- [WORK INSTRUCTION] Copy out every line of the records below that contains the word "clicks". Case counts.

- [PROVIDED RECORDS]
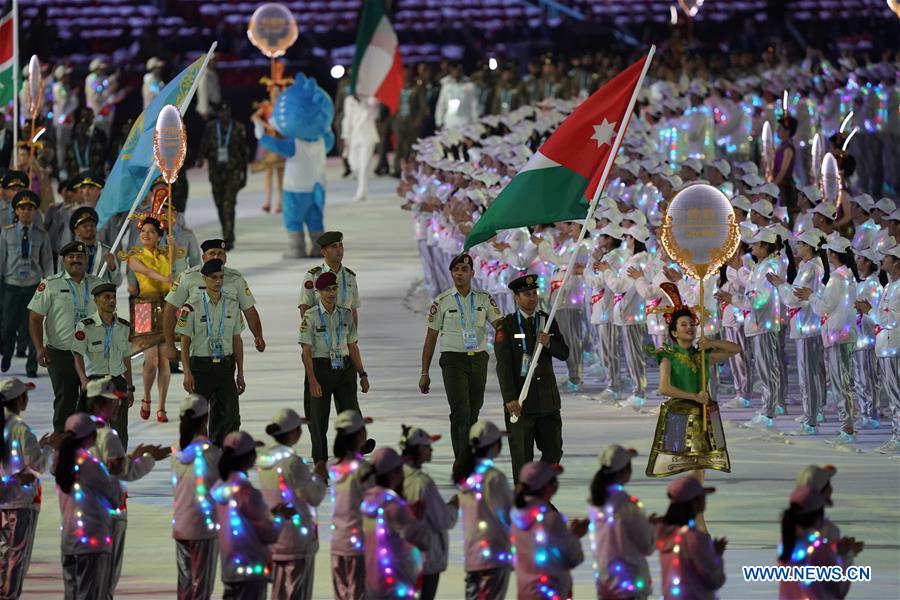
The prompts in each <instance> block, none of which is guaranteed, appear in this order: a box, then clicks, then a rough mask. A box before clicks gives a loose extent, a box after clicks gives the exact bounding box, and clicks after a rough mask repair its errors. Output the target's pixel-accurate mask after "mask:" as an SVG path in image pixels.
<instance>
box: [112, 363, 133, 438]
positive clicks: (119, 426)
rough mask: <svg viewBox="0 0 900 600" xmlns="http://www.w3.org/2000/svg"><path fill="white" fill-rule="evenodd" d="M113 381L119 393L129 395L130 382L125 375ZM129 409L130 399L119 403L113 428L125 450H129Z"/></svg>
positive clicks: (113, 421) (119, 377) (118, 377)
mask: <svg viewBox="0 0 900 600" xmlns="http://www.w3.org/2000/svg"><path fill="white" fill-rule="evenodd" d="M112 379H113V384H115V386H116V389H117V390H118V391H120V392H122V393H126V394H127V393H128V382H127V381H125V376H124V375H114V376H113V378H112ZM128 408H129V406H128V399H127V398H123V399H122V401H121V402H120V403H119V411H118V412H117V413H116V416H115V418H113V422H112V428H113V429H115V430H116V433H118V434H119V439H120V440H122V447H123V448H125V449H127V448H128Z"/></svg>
...
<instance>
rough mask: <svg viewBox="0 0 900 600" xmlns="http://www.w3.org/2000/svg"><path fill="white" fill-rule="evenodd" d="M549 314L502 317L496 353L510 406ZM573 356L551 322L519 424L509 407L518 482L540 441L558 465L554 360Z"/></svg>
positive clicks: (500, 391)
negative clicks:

- [ANSWER BOX]
The prompts in each <instance> block, none of which is guaranteed, appear in this order: a box, then clicks, then a rough mask. A box before clicks gives a loose extent, a box after clicks gives the exact bounding box, and clicks after a rough mask repair its errors. Output the target's pixel-accurate mask after "mask:" as an SVG path in image pixels.
positive clicks: (119, 426)
positive clicks: (113, 421) (119, 377) (118, 377)
positive clicks: (500, 391)
negative clicks:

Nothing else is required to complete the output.